(Referring expression data)
* * * * * * *

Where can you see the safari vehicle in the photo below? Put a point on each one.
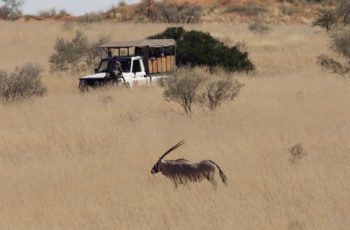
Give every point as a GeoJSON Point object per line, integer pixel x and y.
{"type": "Point", "coordinates": [133, 62]}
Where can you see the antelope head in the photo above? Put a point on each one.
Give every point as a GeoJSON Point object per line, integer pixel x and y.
{"type": "Point", "coordinates": [156, 167]}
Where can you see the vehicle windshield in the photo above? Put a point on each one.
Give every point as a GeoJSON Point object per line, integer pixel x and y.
{"type": "Point", "coordinates": [125, 63]}
{"type": "Point", "coordinates": [103, 66]}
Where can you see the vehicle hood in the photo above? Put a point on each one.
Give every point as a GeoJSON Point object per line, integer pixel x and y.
{"type": "Point", "coordinates": [94, 76]}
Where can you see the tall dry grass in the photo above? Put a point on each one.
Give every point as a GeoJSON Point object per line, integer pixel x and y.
{"type": "Point", "coordinates": [83, 161]}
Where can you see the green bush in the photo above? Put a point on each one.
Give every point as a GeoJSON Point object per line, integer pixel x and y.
{"type": "Point", "coordinates": [195, 48]}
{"type": "Point", "coordinates": [24, 83]}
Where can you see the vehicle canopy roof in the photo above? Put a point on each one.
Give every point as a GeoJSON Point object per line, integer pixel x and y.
{"type": "Point", "coordinates": [156, 43]}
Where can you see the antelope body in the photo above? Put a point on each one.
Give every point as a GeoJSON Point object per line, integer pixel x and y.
{"type": "Point", "coordinates": [181, 171]}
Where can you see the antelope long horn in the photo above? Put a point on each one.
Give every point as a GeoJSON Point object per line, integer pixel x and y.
{"type": "Point", "coordinates": [172, 148]}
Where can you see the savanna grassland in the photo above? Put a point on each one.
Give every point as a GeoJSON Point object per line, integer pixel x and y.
{"type": "Point", "coordinates": [83, 161]}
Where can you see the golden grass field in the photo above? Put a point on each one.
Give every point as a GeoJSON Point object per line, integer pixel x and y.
{"type": "Point", "coordinates": [83, 161]}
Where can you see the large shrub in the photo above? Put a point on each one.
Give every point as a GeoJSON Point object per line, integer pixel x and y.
{"type": "Point", "coordinates": [195, 48]}
{"type": "Point", "coordinates": [23, 83]}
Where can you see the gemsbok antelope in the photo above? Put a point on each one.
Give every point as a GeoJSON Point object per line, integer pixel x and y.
{"type": "Point", "coordinates": [181, 171]}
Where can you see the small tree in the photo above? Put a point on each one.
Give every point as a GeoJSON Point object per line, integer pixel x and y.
{"type": "Point", "coordinates": [183, 88]}
{"type": "Point", "coordinates": [343, 11]}
{"type": "Point", "coordinates": [76, 54]}
{"type": "Point", "coordinates": [195, 86]}
{"type": "Point", "coordinates": [325, 18]}
{"type": "Point", "coordinates": [68, 53]}
{"type": "Point", "coordinates": [11, 9]}
{"type": "Point", "coordinates": [217, 90]}
{"type": "Point", "coordinates": [24, 83]}
{"type": "Point", "coordinates": [94, 55]}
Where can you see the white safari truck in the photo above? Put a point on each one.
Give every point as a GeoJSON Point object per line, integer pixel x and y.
{"type": "Point", "coordinates": [133, 62]}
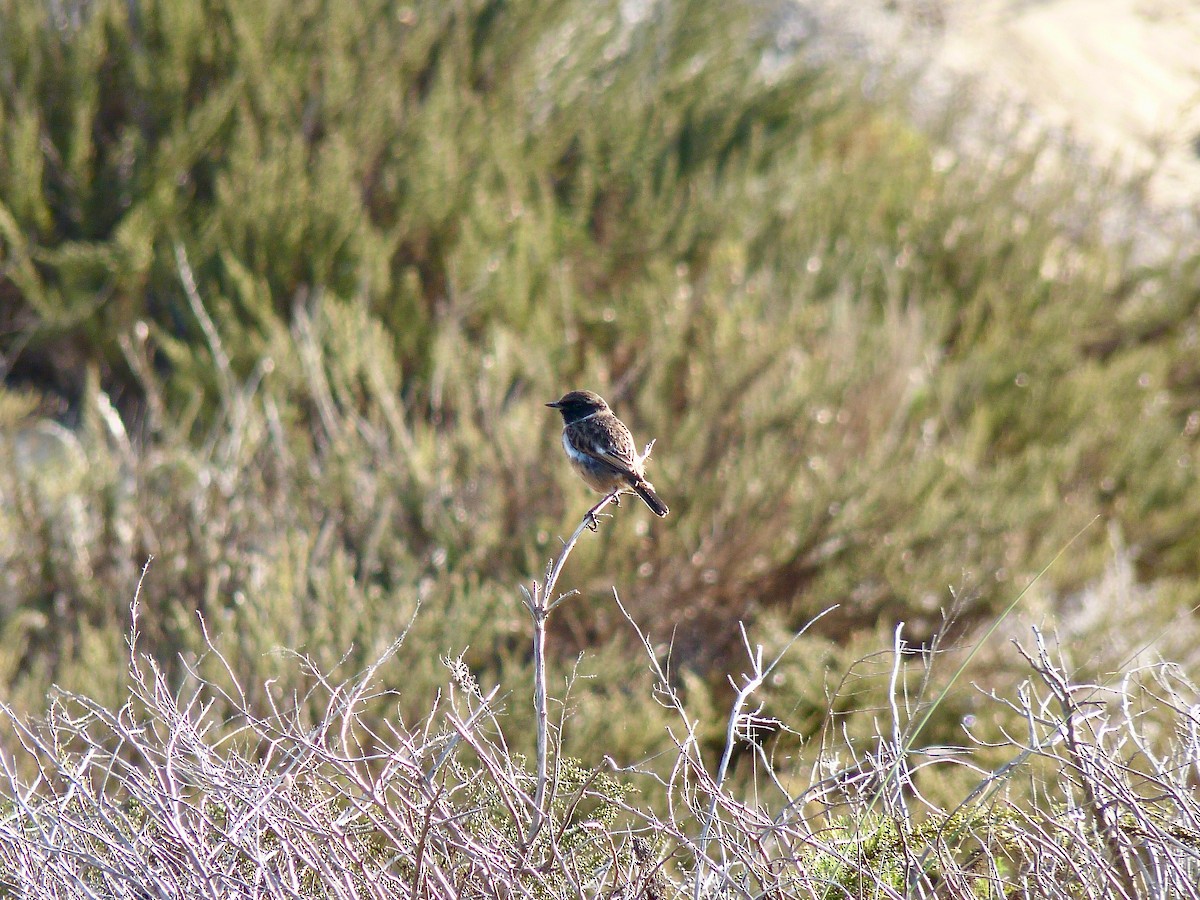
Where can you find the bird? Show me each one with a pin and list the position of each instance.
(601, 449)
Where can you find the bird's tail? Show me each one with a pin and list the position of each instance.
(645, 490)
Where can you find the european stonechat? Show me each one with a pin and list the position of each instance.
(601, 449)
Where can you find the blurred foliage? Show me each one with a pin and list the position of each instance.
(295, 280)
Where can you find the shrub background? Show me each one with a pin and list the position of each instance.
(298, 277)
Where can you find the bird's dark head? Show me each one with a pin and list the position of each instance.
(579, 405)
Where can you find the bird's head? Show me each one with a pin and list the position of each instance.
(579, 405)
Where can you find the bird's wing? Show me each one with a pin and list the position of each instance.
(612, 447)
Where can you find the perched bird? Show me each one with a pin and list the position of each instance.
(601, 449)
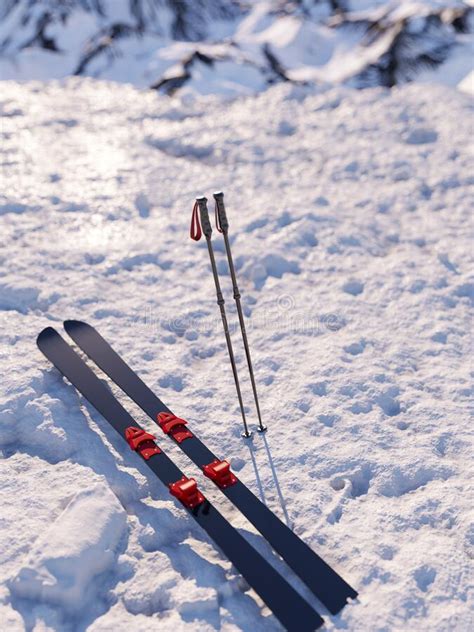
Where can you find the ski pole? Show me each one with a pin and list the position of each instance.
(200, 209)
(222, 225)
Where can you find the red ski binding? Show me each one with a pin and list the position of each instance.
(142, 442)
(174, 426)
(187, 491)
(220, 473)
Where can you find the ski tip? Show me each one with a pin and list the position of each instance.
(71, 325)
(47, 333)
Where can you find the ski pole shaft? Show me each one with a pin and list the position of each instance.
(207, 230)
(223, 227)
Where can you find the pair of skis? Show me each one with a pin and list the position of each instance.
(200, 224)
(287, 605)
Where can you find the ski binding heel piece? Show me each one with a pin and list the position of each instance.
(174, 426)
(142, 442)
(220, 473)
(187, 491)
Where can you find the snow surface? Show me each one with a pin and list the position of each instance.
(350, 224)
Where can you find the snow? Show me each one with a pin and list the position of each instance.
(350, 227)
(311, 41)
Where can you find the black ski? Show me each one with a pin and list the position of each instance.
(323, 581)
(288, 606)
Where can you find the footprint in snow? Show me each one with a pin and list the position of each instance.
(421, 136)
(353, 287)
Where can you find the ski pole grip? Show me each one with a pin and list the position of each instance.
(205, 221)
(221, 219)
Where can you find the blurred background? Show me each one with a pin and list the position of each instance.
(234, 47)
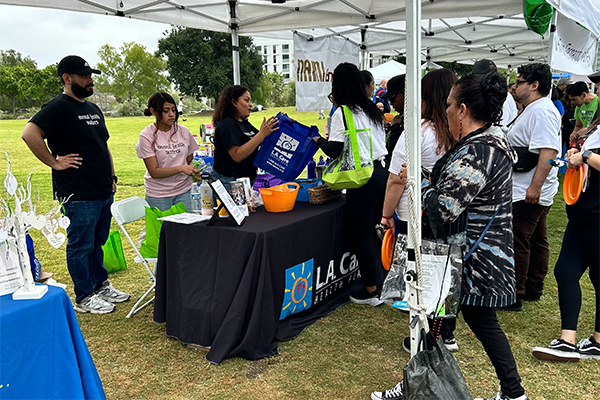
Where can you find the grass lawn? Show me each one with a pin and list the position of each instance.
(347, 355)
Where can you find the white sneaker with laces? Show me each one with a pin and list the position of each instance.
(391, 394)
(500, 396)
(108, 293)
(94, 305)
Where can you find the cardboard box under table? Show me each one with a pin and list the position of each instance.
(241, 289)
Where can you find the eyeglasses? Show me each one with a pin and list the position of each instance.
(518, 82)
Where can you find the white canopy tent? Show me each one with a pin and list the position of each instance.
(454, 30)
(387, 70)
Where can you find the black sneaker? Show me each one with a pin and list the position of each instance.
(500, 396)
(589, 349)
(390, 394)
(518, 306)
(559, 350)
(364, 297)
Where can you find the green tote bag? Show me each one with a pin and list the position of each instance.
(149, 247)
(114, 259)
(354, 167)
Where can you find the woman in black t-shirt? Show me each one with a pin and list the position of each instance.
(236, 140)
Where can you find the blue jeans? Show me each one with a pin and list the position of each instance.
(164, 203)
(87, 233)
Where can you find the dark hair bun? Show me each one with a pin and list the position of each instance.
(494, 89)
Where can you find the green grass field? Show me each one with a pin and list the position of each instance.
(354, 351)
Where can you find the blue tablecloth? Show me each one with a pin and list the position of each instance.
(42, 352)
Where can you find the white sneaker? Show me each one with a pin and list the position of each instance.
(500, 396)
(94, 305)
(390, 394)
(108, 293)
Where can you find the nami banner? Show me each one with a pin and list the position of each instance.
(315, 62)
(574, 48)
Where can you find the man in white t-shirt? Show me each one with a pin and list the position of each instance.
(536, 132)
(180, 108)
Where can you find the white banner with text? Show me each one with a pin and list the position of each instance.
(574, 47)
(315, 61)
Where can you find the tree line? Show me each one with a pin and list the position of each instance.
(198, 63)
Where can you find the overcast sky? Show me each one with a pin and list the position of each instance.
(47, 35)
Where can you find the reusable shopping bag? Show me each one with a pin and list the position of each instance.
(433, 374)
(442, 276)
(114, 259)
(354, 167)
(149, 247)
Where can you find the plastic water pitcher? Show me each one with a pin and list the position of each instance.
(196, 199)
(206, 196)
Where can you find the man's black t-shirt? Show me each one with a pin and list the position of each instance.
(231, 132)
(73, 127)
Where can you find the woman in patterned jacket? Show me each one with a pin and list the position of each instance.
(470, 186)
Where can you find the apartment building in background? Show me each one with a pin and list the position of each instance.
(277, 54)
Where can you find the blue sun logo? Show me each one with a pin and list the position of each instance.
(298, 288)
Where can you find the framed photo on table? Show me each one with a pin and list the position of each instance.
(227, 202)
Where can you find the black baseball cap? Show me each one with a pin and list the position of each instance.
(595, 77)
(75, 65)
(395, 86)
(483, 66)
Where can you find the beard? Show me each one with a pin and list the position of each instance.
(82, 92)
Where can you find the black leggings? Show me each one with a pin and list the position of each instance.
(363, 211)
(484, 324)
(580, 251)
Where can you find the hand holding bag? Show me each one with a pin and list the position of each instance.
(354, 167)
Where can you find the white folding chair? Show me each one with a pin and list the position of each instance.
(129, 210)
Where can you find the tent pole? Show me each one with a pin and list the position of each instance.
(235, 41)
(412, 118)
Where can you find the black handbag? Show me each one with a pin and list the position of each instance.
(433, 374)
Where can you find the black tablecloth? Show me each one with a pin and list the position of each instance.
(224, 286)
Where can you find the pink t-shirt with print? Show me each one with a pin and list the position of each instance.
(171, 150)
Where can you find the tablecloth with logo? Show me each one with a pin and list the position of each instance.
(42, 352)
(241, 289)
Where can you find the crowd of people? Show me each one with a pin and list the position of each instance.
(485, 147)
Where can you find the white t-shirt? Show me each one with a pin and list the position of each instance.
(429, 156)
(361, 121)
(537, 127)
(509, 110)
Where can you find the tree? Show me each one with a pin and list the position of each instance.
(12, 58)
(130, 72)
(200, 62)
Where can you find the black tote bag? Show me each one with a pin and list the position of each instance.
(433, 374)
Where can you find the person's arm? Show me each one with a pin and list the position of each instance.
(331, 149)
(393, 192)
(532, 195)
(575, 159)
(33, 136)
(240, 153)
(157, 173)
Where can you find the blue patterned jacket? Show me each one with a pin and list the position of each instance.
(467, 186)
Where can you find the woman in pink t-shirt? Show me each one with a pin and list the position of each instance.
(167, 149)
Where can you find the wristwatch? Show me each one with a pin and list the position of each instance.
(586, 154)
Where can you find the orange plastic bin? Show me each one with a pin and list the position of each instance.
(280, 198)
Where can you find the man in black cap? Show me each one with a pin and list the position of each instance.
(83, 173)
(395, 96)
(509, 108)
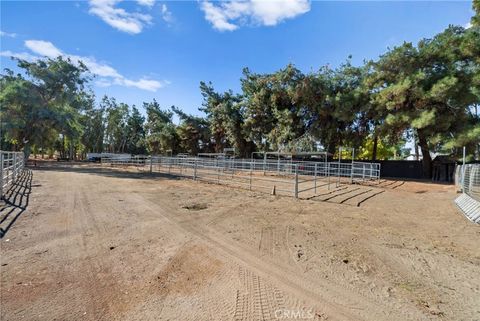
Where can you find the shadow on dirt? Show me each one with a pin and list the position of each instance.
(15, 201)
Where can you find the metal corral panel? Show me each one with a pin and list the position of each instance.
(469, 207)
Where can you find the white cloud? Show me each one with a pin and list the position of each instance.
(229, 16)
(109, 75)
(166, 14)
(118, 18)
(43, 48)
(7, 34)
(146, 3)
(19, 55)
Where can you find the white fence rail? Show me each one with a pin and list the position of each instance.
(288, 177)
(467, 180)
(11, 166)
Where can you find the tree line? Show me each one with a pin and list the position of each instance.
(428, 93)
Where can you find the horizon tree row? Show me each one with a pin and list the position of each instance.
(428, 93)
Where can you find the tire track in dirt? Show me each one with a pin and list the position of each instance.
(331, 300)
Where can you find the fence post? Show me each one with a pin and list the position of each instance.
(328, 173)
(339, 164)
(251, 172)
(194, 169)
(296, 181)
(14, 167)
(1, 175)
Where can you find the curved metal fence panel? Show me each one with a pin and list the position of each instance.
(288, 177)
(467, 181)
(11, 166)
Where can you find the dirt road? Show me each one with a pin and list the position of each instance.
(100, 244)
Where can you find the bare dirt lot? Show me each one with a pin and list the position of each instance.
(103, 244)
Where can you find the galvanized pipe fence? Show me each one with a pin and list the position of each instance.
(11, 166)
(287, 177)
(467, 181)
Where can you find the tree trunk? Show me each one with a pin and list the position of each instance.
(26, 152)
(426, 159)
(415, 145)
(375, 146)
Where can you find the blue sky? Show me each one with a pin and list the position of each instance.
(162, 49)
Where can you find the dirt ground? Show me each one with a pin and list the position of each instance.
(85, 243)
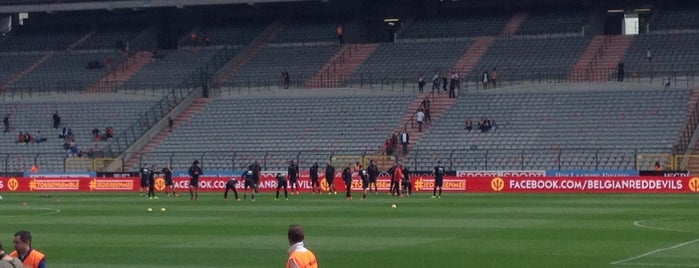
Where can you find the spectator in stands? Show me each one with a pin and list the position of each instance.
(485, 78)
(435, 82)
(108, 133)
(453, 85)
(20, 138)
(445, 82)
(426, 107)
(468, 126)
(193, 38)
(56, 119)
(389, 145)
(340, 31)
(38, 138)
(96, 135)
(494, 77)
(207, 39)
(421, 83)
(419, 117)
(405, 140)
(63, 134)
(285, 78)
(620, 72)
(6, 123)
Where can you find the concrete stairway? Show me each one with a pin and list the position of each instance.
(693, 162)
(341, 66)
(122, 73)
(182, 118)
(438, 104)
(249, 52)
(599, 60)
(514, 23)
(472, 55)
(24, 72)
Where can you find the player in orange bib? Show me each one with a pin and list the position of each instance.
(299, 256)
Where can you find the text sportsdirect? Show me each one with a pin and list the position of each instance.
(595, 184)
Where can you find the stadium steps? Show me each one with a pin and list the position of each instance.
(122, 73)
(341, 66)
(438, 104)
(227, 71)
(182, 118)
(28, 70)
(693, 162)
(599, 60)
(473, 54)
(80, 41)
(514, 23)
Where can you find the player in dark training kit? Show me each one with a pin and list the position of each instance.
(293, 173)
(373, 171)
(231, 185)
(347, 178)
(281, 182)
(194, 173)
(313, 173)
(249, 185)
(330, 177)
(438, 179)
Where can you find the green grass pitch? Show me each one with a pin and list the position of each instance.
(459, 230)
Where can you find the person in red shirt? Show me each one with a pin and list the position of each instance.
(30, 257)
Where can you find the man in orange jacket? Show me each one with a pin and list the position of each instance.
(30, 257)
(299, 256)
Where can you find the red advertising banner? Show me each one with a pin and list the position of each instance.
(420, 183)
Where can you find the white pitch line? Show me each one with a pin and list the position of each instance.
(621, 262)
(641, 224)
(658, 264)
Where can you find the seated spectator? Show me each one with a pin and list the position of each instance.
(468, 125)
(96, 134)
(109, 133)
(38, 138)
(63, 134)
(20, 138)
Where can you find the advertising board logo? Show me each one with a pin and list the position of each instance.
(419, 184)
(497, 184)
(694, 184)
(12, 184)
(160, 184)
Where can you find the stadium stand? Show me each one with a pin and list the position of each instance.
(80, 112)
(173, 65)
(670, 54)
(266, 67)
(533, 129)
(676, 17)
(405, 61)
(439, 26)
(531, 58)
(554, 21)
(275, 129)
(66, 71)
(316, 30)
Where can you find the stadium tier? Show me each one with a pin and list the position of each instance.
(546, 128)
(79, 112)
(232, 133)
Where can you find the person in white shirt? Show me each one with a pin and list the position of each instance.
(420, 117)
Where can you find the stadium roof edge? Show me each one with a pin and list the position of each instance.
(126, 4)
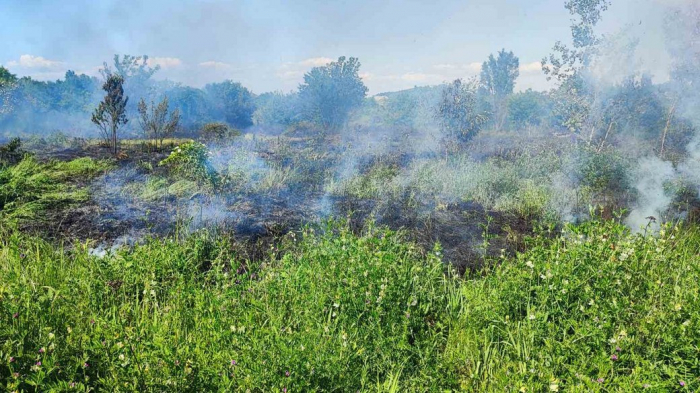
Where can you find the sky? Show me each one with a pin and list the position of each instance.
(268, 45)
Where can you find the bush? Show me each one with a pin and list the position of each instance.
(217, 133)
(191, 160)
(12, 152)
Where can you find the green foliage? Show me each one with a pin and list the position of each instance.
(498, 75)
(592, 309)
(11, 153)
(191, 160)
(567, 62)
(458, 111)
(231, 102)
(526, 109)
(604, 172)
(110, 114)
(218, 133)
(6, 78)
(29, 189)
(276, 109)
(329, 93)
(156, 123)
(336, 311)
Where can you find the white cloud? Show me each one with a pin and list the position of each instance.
(29, 61)
(217, 65)
(417, 76)
(458, 68)
(316, 61)
(164, 62)
(531, 67)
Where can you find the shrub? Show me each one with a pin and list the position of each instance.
(191, 160)
(11, 153)
(217, 133)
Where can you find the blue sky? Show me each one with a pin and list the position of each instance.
(268, 45)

* * * * * * *

### EXERCISE BRIEF
This exercise calls for the lines from the one holding "Where can you find the sky?" through the end of the entries, transcribed exactly and with nothing more.

### RESULT
Where can you find the sky? Show me each one with a pin and list the position of each instance.
(268, 45)
Where can you find the bush? Show me each one with a pin and list the position of each instance.
(217, 133)
(191, 160)
(12, 152)
Where can you find the green foliage? Show me each one with a pin and list the position of each instance.
(498, 75)
(592, 309)
(11, 153)
(191, 160)
(567, 62)
(458, 111)
(231, 102)
(526, 109)
(604, 172)
(110, 114)
(218, 133)
(6, 78)
(29, 189)
(276, 109)
(329, 93)
(156, 123)
(336, 311)
Where can you find the white cloud? Show me each one with a pin and list the position of each instance.
(29, 61)
(217, 65)
(417, 76)
(458, 68)
(316, 61)
(164, 62)
(531, 67)
Where can you find the shrub? Show me each one with a pin and list the position of each instance.
(191, 160)
(11, 153)
(217, 133)
Where can you find the blue sky? Show me each one with a pin and list the position of each instance.
(268, 45)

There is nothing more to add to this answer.